**SET EXERCISE:**
Rewrite every line of the items below as a numbered list, skipping any blank lines and leaving out the pictures.

**DATA SUPPLIED:**

+ + + + + + +

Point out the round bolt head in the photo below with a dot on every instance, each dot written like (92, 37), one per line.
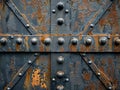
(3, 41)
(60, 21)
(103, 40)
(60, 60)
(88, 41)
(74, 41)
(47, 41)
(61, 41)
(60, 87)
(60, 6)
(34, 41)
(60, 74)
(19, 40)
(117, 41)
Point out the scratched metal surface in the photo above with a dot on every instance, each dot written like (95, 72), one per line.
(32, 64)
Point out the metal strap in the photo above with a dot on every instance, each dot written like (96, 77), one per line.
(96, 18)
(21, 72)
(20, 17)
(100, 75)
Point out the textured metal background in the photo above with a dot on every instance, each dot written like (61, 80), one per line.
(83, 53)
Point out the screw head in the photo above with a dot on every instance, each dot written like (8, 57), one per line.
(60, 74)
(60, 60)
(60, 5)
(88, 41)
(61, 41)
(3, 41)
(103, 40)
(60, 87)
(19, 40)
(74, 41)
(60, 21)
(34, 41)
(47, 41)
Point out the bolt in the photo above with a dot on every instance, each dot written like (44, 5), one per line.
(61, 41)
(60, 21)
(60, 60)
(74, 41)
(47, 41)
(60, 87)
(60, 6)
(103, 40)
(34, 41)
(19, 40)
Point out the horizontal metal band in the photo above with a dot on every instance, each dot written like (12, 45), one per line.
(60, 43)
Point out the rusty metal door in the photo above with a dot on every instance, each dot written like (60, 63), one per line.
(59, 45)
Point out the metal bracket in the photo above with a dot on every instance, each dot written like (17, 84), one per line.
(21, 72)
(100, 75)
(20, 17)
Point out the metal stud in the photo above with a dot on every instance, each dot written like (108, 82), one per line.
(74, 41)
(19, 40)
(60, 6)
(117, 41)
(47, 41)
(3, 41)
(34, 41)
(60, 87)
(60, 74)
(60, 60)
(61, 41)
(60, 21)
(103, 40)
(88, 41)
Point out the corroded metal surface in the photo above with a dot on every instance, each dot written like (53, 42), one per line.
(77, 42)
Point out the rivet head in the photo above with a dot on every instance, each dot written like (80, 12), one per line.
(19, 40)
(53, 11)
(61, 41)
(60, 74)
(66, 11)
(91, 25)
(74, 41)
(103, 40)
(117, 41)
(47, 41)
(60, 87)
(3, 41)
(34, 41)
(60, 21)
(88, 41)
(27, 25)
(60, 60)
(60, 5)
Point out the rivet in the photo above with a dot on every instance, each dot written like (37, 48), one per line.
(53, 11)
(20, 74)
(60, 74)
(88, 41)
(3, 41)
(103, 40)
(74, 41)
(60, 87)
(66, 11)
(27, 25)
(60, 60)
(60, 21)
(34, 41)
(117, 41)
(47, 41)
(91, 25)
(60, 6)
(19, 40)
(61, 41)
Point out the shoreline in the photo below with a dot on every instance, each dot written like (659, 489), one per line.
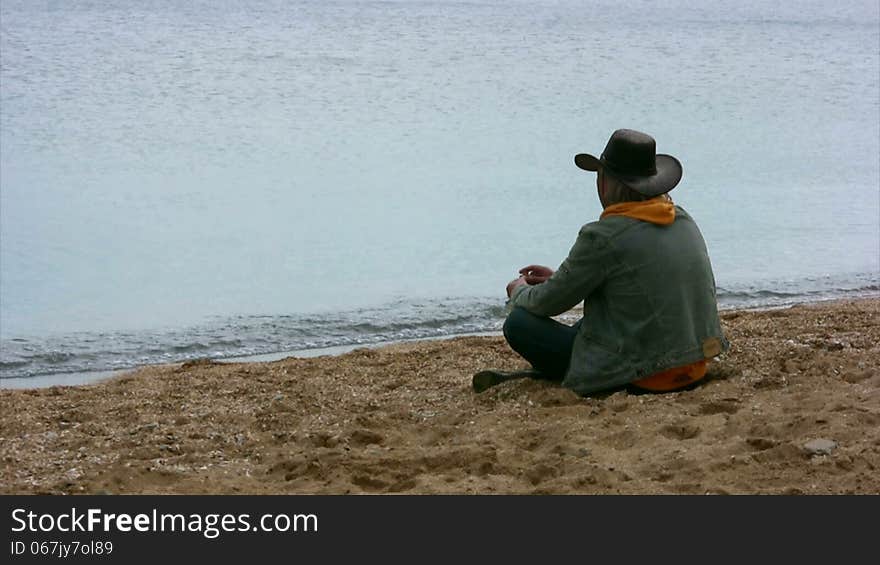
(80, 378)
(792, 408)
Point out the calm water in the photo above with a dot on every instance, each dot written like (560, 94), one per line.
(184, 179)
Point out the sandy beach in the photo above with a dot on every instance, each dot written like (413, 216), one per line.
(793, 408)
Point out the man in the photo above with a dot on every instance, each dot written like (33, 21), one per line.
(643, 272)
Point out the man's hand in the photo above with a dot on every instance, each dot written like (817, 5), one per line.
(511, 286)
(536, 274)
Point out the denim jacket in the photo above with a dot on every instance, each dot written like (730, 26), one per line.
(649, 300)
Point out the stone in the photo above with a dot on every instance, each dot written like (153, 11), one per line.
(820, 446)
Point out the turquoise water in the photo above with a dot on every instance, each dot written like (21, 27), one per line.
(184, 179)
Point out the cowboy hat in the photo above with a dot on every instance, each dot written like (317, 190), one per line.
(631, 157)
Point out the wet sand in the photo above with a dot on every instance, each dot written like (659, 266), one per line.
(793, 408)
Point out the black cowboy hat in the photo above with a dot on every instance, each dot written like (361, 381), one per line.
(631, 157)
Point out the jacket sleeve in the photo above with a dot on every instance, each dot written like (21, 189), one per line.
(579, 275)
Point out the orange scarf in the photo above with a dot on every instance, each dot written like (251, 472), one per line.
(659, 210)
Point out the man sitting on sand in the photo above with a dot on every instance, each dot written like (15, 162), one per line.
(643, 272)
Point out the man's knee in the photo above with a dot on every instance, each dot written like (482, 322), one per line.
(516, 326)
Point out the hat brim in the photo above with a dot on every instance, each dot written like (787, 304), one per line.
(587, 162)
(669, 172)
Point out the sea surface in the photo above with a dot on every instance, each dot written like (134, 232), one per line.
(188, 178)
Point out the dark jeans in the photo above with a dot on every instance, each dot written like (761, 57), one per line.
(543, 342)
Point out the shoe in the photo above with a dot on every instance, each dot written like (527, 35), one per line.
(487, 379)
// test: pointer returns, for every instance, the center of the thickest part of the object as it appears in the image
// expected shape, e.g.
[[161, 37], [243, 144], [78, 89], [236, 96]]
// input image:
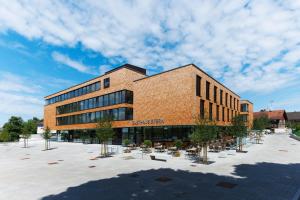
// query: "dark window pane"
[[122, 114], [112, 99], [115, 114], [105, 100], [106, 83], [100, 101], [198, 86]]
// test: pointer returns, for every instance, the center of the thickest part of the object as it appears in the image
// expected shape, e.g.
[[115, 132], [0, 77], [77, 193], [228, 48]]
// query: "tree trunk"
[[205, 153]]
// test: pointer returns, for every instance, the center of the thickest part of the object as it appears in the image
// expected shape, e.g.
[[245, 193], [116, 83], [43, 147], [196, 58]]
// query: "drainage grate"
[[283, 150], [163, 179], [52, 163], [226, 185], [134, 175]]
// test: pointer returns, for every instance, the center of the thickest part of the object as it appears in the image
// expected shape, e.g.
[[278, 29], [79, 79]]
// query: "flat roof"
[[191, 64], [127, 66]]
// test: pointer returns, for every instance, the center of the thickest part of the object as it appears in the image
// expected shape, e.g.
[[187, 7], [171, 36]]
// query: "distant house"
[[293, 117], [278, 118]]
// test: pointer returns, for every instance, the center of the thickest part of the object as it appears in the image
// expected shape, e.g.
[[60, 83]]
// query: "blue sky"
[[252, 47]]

+ + + + + + +

**RESPONSE FOR THIS EXERCISE:**
1. Point out the round bolt head in the photo below with a dot on every instance, each dot written like (92, 37), one per line.
2. (3, 41)
3. (60, 21)
4. (103, 40)
5. (60, 60)
6. (88, 41)
7. (74, 41)
8. (47, 41)
9. (61, 41)
10. (60, 87)
11. (60, 6)
12. (34, 41)
13. (60, 74)
14. (19, 40)
15. (117, 41)
16. Point out the scratched metal surface in the photo above with a dot on every instance, each dot written like (95, 72), one per line.
17. (32, 64)
18. Point out the metal strap in the photo above with a dot on every instance, each dot written like (96, 77), one per line.
19. (96, 18)
20. (21, 72)
21. (20, 17)
22. (100, 75)
23. Point out the textured metal background in the photo above with a dot on every instance, each dot written like (61, 80), one per line.
24. (83, 53)
25. Point out the screw head in the photo above with a dot on every instance, each dot written like (8, 57), one per line.
26. (60, 74)
27. (60, 60)
28. (60, 5)
29. (88, 41)
30. (61, 41)
31. (3, 41)
32. (103, 40)
33. (60, 87)
34. (19, 40)
35. (74, 41)
36. (60, 21)
37. (34, 41)
38. (47, 41)
39. Point out the bolt in the photo above with a dot on every instance, each dot written like (44, 5), one per line.
40. (61, 41)
41. (60, 21)
42. (60, 60)
43. (74, 41)
44. (47, 41)
45. (60, 87)
46. (60, 6)
47. (103, 40)
48. (34, 41)
49. (19, 40)
50. Point out the horizontal metal band in the photo above with a dot on every instance, each dot written like (12, 45), one per line.
51. (60, 43)
52. Point out the rusty metal door in the photo above with a dot on every instance, each dot written like (60, 63), one per line.
53. (59, 45)
54. Point out the metal bracket in the photo above with a dot on every instance, each dot written like (17, 84), one per line.
55. (21, 72)
56. (100, 75)
57. (20, 17)
58. Point out the metal stud in the photo above with a dot on every instance, each dot written like (108, 82), one per line.
59. (74, 41)
60. (19, 40)
61. (60, 6)
62. (117, 41)
63. (47, 41)
64. (3, 41)
65. (34, 41)
66. (60, 87)
67. (60, 74)
68. (60, 60)
69. (61, 41)
70. (60, 21)
71. (103, 40)
72. (88, 41)
73. Point out the corroded metal surface in the photo above with a dot on every instance, each dot written like (53, 42), one per line.
74. (77, 42)
75. Point out the rivet head in the photo above with a dot on every instance, each dot written like (80, 12), one per line.
76. (19, 40)
77. (53, 11)
78. (61, 41)
79. (60, 74)
80. (66, 11)
81. (91, 25)
82. (74, 41)
83. (103, 40)
84. (117, 41)
85. (47, 41)
86. (60, 87)
87. (3, 41)
88. (34, 41)
89. (60, 21)
90. (88, 41)
91. (27, 25)
92. (60, 60)
93. (60, 5)
94. Point out the rivet in the photo above with a dot on every instance, each dot written like (37, 48), one per line.
95. (53, 11)
96. (20, 74)
97. (60, 74)
98. (88, 41)
99. (3, 41)
100. (103, 40)
101. (74, 41)
102. (60, 87)
103. (66, 11)
104. (27, 25)
105. (60, 60)
106. (60, 21)
107. (34, 41)
108. (117, 41)
109. (47, 41)
110. (91, 25)
111. (60, 6)
112. (19, 40)
113. (61, 41)
114. Point out the shoreline in the photo below with a dot on every instance, each dot written like (659, 489), one per line.
115. (80, 378)
116. (792, 408)
117. Point out the calm water in the photo above with a dot on every instance, each dot written like (560, 94), one per line.
118. (184, 179)
119. Point out the sandy beach in the photo above with a dot on every instance, each dot written like (413, 216), one per line.
120. (793, 408)
121. Point out the man in the photo above with a dot on every instance, each dot written like (33, 21), one per line.
122. (643, 272)
123. Point out the man's hand in the photo above with a dot on every instance, each dot written like (817, 5), one per line.
124. (511, 286)
125. (536, 274)
126. Point out the denim jacket in the photo above with a dot on every instance, each dot written like (730, 26), one per line.
127. (649, 300)
128. Point out the stone in the photo above with a dot on every instance, each dot written like (153, 11), one per line.
129. (820, 446)
130. Point out the turquoise water in the photo above with a dot on every instance, each dot written like (21, 27), one per line.
131. (184, 179)
132. Point out the cowboy hat in the photo above with a dot on every instance, each dot written like (317, 190), one per line.
133. (631, 157)
134. Point out the wet sand in the photo above with a dot on every instance, each dot written like (659, 266), one per line.
135. (793, 408)
136. Point out the black cowboy hat in the photo above with a dot on every instance, each dot written like (361, 381), one per line.
137. (631, 157)
138. Point out the jacket sleeve in the photo above with a dot on every instance, each dot written like (21, 189), one per line.
139. (579, 275)
140. Point out the orange scarf in the photo above with a dot on every instance, each dot written like (251, 472), one per line.
141. (659, 210)
142. Point out the man sitting on sand in the photo above with a dot on every instance, each dot written like (15, 162), one per line.
143. (643, 272)
144. Point out the man's knee in the photo above with a dot on every instance, each dot written like (482, 322), one per line.
145. (516, 326)
146. Point out the hat brim in the photo above with a dot on every instance, each dot written like (787, 304), one per line.
147. (587, 162)
148. (669, 172)
149. Point out the sea surface in the photo above with a dot on every instance, each dot written like (134, 232), one per line.
150. (188, 178)
151. Point out the dark jeans in the photo above with a dot on every instance, each dot written like (761, 57), one per line.
152. (543, 342)
153. Point out the shoe in the photo above with a dot on every instance, each dot written like (527, 35), one per line.
154. (487, 379)
155. // test: pointer returns, for every instance, the center of the thickest part of the object as it appears in the image
156. // expected shape, e.g.
157. [[161, 37], [243, 144], [78, 89], [236, 96]]
158. // input image:
159. // query: "dark window pane"
160. [[122, 114], [112, 99], [115, 114], [105, 100], [106, 83], [100, 101], [198, 86]]
161. // test: pointer returns, for every instance, the center of the thickest part of the object as it appears in the image
162. // expected shape, e.g.
163. [[115, 132], [0, 77], [77, 193], [228, 48]]
164. // query: "tree trunk"
165. [[205, 153]]
166. // test: pointer returns, for every instance, the center of the thickest part of the object as it appears in the image
167. // expected shape, e.g.
168. [[245, 193], [116, 83], [43, 147], [196, 58]]
169. // query: "drainage grate"
170. [[283, 150], [163, 179], [52, 163], [226, 185], [134, 175]]
171. // test: pointer returns, for every instance, the center of the thickest part of the object as it appears in the image
172. // expected shape, e.g.
173. [[278, 29], [79, 79]]
174. // query: "flat roof"
175. [[191, 64], [127, 66]]
176. // test: pointer returns, for every instance, the center of the thickest part of the object as it appears in the image
177. // expected shape, e.g.
178. [[187, 7], [171, 36]]
179. // query: "distant house"
180. [[293, 117], [278, 118]]
181. // test: pointer returns, for every instance, the center of the thickest part of the object as it appears in the image
182. // expected shape, e.g.
183. [[60, 83]]
184. // query: "blue sky"
185. [[252, 47]]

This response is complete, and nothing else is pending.